§ **Excerpts of location labeling data**:

....

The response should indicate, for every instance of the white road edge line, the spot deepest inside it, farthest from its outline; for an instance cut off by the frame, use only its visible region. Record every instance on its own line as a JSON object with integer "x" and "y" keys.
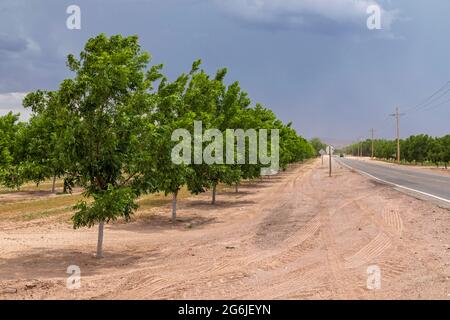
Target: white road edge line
{"x": 394, "y": 184}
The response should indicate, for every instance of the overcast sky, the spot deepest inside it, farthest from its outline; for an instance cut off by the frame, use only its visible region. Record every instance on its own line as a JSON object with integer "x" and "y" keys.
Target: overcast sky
{"x": 314, "y": 62}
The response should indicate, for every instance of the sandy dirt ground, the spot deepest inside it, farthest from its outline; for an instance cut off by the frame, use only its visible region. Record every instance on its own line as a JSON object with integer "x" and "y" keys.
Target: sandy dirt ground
{"x": 298, "y": 235}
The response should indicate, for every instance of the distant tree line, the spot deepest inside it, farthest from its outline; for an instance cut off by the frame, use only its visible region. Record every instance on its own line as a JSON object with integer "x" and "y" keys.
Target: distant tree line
{"x": 109, "y": 131}
{"x": 418, "y": 149}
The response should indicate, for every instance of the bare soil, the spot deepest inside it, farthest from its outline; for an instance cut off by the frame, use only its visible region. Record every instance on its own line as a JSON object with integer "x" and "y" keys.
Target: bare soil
{"x": 297, "y": 235}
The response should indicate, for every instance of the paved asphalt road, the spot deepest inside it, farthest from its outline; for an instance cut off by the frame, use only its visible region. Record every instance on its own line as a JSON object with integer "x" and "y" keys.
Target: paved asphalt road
{"x": 430, "y": 185}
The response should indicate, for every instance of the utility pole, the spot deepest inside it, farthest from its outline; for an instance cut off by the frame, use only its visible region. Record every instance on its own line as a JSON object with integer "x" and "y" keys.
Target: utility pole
{"x": 397, "y": 115}
{"x": 358, "y": 147}
{"x": 372, "y": 132}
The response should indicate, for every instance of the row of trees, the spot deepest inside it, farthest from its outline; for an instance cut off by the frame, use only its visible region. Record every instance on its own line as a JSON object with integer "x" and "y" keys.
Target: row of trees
{"x": 415, "y": 149}
{"x": 109, "y": 130}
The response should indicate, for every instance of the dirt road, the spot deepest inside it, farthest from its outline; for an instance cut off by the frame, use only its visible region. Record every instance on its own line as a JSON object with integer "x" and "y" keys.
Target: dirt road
{"x": 299, "y": 235}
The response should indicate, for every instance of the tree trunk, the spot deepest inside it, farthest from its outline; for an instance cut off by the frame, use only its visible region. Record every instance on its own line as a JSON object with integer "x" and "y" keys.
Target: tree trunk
{"x": 214, "y": 194}
{"x": 54, "y": 184}
{"x": 100, "y": 239}
{"x": 174, "y": 206}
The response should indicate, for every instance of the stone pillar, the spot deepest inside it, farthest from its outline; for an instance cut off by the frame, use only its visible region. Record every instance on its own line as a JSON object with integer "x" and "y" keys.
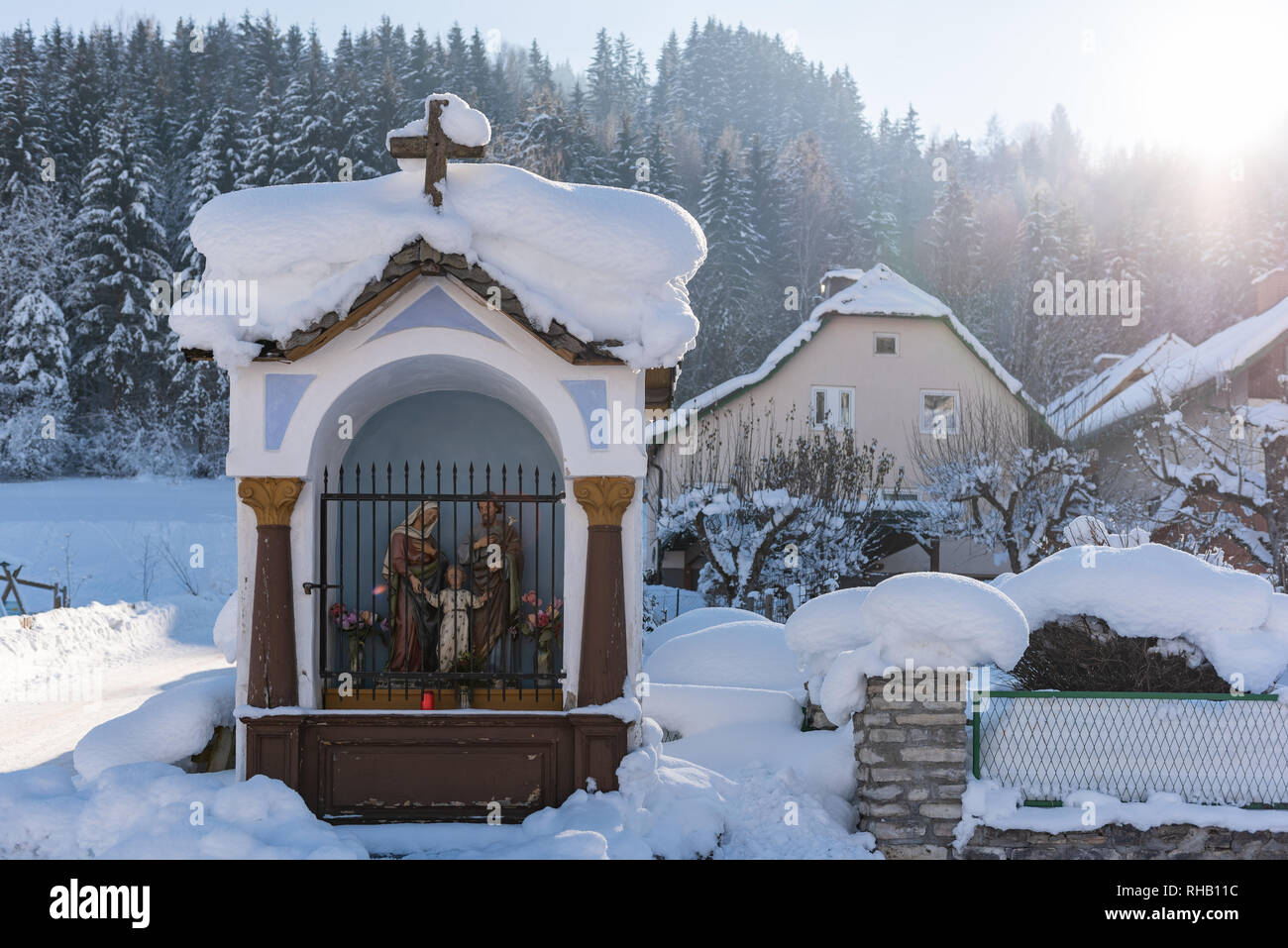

....

Please find every line in the entries above that contains the word "trunk" and copy each one out in full.

The response should indicate, for every instance of the tree trunk, the spot deepest inside it, farthest from its outline; for an instance cut off by the frame, use only its visible region. Record every instance on its own line as a JSON object with integer "x" and "y" keys.
Target: tree trunk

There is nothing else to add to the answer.